Roderick MacLeod FRSE (1754-1801) he was Principal of Kings College, Aberdeen 1800 to 1815.

Life

He was born in 1727 the third son of Christina and Donald MacLeod, Laird of Talisker, Skye. Roderick had three siblings. He studied at Aberdeen University graduating MA in 1746.

From 1749 he was Professor of Philosophy at Kings College, Aberdeen, In 1764 he was elected Sub Principal and after 36 years in this role was elected Principal in place of John Chalmers, holding this role until death.

In 1783 (on the day of its foundation) he was elected a Fellow of the Royal Society of Edinburgh but he is not listed as a Founder. Aberdeen University gave him an honorary doctorate (DD) in 1793.

He died on 11 September 1815. He is buried in the enclosed area to the east of St Machar's Cathedral in Old Aberdeen.

Family

In June 1780 he married Isobel or Isabella Christie (1760-1832), daughter of Dr Christie of Baberton.

Stored items
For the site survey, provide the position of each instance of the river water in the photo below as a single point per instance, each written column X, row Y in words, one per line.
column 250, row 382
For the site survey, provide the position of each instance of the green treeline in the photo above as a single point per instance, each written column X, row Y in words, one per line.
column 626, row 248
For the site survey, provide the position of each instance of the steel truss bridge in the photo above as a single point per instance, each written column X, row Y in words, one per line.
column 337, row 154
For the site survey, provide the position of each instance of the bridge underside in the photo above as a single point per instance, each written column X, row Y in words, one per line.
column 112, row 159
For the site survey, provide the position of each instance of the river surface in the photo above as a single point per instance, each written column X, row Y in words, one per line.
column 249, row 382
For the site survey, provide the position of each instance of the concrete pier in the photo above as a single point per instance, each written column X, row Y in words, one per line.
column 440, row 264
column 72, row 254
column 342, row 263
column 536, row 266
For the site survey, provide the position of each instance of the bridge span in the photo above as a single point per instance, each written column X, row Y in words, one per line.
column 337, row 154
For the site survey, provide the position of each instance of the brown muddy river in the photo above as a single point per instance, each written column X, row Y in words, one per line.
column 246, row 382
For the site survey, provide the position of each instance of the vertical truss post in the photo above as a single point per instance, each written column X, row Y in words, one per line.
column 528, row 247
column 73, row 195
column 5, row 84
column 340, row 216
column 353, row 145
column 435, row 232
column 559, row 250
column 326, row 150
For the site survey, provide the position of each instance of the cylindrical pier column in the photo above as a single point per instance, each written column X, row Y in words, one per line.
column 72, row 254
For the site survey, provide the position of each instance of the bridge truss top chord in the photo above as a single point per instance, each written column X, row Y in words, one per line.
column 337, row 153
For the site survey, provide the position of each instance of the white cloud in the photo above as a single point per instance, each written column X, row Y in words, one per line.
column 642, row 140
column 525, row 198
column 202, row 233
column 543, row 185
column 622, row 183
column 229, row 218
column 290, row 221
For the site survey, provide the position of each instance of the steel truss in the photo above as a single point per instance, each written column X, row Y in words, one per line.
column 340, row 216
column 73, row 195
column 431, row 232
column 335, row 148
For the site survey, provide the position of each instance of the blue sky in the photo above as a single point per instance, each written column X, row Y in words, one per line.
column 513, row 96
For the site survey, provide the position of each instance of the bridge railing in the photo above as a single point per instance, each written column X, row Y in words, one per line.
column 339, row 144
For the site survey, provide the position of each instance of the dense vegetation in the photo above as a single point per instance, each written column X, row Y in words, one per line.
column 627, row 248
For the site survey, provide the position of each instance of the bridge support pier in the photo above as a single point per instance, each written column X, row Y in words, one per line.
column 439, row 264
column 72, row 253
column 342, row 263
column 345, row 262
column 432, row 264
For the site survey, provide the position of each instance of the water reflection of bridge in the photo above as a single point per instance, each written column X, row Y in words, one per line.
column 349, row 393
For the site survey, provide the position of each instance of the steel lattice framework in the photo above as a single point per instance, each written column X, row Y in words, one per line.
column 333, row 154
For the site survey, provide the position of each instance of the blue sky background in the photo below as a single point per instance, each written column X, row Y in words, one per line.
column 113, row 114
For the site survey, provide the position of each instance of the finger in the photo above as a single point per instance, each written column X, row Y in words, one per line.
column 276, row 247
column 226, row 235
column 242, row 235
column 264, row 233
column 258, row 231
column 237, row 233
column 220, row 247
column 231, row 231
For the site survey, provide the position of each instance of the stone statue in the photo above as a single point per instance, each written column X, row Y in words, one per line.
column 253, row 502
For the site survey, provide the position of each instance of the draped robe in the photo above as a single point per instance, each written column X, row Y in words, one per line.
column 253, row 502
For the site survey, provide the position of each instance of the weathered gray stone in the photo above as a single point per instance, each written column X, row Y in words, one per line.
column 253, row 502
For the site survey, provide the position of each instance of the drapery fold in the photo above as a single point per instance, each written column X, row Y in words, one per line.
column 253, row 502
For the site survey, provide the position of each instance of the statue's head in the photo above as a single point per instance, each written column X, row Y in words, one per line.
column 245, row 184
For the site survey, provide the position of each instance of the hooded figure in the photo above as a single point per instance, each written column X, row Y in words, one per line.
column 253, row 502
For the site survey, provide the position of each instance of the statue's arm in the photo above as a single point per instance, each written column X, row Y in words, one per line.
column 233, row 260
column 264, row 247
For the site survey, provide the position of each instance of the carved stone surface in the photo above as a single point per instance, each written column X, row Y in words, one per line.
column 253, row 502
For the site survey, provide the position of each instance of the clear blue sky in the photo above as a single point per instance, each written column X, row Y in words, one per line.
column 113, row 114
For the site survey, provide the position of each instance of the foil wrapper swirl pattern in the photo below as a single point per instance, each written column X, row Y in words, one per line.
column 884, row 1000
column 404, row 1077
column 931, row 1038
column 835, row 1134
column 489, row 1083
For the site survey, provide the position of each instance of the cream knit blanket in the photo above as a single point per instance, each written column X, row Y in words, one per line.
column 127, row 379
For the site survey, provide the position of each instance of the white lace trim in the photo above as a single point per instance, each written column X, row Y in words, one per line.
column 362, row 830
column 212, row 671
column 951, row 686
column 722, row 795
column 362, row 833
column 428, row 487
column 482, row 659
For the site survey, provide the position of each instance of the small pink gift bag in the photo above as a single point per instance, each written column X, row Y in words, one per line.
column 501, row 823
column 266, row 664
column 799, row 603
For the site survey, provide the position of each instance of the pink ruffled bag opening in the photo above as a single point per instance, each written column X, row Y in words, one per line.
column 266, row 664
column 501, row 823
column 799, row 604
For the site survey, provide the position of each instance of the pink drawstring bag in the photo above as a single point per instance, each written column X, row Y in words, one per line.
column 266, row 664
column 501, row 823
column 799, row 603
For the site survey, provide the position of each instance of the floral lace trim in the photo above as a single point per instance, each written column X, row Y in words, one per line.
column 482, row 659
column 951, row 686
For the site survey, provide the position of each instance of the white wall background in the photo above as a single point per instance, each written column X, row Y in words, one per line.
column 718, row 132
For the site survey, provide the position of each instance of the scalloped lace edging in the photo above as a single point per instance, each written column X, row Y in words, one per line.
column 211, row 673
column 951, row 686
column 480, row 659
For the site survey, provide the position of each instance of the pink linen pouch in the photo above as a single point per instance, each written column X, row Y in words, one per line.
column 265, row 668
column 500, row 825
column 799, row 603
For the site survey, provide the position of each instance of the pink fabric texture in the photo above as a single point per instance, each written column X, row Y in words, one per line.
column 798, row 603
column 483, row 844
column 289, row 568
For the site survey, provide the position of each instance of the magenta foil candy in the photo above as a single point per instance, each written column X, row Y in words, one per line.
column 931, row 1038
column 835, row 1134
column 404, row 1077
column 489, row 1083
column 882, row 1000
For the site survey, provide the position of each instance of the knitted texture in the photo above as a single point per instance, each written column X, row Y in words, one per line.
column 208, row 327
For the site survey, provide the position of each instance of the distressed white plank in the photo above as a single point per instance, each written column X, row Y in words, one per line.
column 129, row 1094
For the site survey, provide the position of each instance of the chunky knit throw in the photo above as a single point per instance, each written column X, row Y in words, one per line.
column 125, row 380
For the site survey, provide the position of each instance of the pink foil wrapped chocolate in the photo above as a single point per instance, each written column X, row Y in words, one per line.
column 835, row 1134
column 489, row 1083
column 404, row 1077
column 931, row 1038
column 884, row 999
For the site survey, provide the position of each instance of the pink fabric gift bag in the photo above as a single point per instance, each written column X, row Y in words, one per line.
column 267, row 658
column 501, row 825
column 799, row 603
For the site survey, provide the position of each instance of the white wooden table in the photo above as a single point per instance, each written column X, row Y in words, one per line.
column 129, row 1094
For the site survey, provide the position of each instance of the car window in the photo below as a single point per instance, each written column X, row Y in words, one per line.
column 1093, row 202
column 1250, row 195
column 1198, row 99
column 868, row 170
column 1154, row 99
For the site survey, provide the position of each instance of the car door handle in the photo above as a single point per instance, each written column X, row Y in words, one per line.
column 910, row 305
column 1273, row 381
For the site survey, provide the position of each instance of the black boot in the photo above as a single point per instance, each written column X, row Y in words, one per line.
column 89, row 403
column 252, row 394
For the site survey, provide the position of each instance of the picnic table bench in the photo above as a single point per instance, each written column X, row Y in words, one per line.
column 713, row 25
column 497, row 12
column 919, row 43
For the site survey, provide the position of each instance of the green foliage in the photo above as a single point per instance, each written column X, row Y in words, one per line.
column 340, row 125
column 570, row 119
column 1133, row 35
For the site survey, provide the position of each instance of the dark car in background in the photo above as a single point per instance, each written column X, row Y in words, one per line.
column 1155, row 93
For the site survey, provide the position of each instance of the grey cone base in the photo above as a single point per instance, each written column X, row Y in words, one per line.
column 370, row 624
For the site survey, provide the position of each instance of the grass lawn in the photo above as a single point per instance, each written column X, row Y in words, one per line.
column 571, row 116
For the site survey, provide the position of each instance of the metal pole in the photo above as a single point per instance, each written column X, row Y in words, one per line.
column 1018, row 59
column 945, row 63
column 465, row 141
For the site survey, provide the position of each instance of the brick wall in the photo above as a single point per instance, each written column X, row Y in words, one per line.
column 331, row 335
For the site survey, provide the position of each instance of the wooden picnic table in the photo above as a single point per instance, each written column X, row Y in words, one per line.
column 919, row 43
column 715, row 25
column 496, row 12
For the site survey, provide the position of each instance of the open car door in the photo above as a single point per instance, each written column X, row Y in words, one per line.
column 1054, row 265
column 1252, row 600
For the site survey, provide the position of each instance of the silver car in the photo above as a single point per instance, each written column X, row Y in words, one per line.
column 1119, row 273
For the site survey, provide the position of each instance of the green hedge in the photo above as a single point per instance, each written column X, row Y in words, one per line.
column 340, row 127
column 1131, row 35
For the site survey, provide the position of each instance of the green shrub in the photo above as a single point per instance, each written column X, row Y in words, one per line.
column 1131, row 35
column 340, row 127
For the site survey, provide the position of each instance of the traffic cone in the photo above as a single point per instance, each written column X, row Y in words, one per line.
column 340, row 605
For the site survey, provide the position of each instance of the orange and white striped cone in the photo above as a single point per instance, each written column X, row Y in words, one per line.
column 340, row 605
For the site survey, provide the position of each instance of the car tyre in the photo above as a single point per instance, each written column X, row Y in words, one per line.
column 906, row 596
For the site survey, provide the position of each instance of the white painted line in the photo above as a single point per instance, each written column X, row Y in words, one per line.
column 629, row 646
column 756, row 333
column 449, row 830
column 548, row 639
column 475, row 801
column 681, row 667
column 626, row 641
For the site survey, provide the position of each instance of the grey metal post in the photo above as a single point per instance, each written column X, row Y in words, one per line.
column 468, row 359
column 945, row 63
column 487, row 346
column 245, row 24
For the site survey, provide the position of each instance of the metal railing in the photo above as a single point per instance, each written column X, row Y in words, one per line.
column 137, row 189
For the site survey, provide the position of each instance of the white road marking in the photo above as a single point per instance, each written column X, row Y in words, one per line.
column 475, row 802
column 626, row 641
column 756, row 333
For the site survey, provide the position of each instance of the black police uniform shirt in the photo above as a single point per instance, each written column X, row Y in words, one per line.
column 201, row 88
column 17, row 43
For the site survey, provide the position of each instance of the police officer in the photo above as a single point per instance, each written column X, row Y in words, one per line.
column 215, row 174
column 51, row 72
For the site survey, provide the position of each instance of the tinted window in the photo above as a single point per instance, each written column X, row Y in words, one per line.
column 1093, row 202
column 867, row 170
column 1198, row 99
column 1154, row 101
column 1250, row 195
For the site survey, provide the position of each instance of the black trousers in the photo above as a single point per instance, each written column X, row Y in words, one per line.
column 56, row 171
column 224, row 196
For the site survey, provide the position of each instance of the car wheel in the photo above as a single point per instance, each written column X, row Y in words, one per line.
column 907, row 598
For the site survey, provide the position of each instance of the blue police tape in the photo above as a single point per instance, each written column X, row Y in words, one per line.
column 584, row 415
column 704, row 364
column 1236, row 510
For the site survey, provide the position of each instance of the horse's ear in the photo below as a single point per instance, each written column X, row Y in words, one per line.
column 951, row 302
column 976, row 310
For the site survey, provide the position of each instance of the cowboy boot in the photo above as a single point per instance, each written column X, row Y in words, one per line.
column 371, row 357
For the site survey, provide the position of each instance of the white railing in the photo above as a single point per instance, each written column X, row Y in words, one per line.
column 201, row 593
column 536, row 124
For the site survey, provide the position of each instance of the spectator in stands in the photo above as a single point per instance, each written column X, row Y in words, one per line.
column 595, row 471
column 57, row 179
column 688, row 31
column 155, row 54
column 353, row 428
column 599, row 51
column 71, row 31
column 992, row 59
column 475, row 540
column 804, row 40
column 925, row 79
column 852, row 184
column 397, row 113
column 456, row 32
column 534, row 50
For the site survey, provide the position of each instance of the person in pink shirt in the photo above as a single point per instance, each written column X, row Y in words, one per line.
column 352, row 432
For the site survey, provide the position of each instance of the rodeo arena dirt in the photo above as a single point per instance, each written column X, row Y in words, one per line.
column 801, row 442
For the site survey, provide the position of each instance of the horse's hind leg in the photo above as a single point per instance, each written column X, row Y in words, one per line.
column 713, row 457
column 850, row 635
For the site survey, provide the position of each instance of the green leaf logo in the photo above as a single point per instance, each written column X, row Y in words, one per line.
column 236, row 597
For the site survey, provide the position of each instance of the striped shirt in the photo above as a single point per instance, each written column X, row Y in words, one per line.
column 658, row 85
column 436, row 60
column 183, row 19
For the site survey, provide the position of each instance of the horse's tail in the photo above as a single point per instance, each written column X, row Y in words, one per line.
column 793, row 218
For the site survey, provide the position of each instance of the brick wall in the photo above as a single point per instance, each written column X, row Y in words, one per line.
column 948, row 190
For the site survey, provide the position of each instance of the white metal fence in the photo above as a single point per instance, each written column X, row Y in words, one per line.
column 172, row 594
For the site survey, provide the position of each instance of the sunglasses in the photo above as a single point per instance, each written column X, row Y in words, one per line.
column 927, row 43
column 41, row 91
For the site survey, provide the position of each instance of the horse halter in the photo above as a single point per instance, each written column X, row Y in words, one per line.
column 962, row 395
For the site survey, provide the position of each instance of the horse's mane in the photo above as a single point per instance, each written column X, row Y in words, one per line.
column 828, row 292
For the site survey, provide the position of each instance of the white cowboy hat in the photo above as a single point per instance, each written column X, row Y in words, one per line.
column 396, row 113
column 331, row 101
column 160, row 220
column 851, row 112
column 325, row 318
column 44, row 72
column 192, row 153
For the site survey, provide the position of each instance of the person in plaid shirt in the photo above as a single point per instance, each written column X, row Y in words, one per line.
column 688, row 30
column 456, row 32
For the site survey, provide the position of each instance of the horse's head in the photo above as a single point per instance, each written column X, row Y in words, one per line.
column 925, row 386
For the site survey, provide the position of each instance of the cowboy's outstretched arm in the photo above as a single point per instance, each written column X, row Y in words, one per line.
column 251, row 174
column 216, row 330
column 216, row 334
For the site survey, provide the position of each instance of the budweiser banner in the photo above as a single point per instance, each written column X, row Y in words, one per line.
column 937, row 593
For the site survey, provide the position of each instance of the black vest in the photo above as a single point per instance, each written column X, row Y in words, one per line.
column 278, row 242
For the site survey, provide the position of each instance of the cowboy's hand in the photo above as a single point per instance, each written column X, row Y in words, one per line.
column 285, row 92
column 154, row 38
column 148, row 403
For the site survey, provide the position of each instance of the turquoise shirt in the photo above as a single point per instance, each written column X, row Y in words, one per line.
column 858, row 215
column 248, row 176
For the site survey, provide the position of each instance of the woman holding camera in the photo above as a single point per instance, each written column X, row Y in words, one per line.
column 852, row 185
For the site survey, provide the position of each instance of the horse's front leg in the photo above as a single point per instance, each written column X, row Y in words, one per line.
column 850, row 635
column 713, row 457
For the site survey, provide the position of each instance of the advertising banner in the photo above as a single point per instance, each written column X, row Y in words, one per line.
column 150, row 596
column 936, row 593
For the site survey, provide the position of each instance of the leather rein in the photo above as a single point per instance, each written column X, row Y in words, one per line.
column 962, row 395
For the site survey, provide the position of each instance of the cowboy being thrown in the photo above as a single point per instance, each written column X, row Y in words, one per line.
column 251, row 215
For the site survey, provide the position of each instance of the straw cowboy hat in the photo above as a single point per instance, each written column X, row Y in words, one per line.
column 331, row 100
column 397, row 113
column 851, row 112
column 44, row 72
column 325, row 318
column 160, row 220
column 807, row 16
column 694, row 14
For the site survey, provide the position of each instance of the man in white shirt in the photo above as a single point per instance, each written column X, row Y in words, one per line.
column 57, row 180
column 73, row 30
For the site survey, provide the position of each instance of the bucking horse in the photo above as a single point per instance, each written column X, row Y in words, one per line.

GIVEN REQUEST:
Render this sentence from the biography of Roderick MacLeod in French: "He is buried in the enclosed area to the east of St Machar's Cathedral in Old Aberdeen."

SOLUTION TO THIS TASK:
Il est inhumé dans l'espace clos situé à l'est de la cathédrale St Machar, à Old Aberdeen.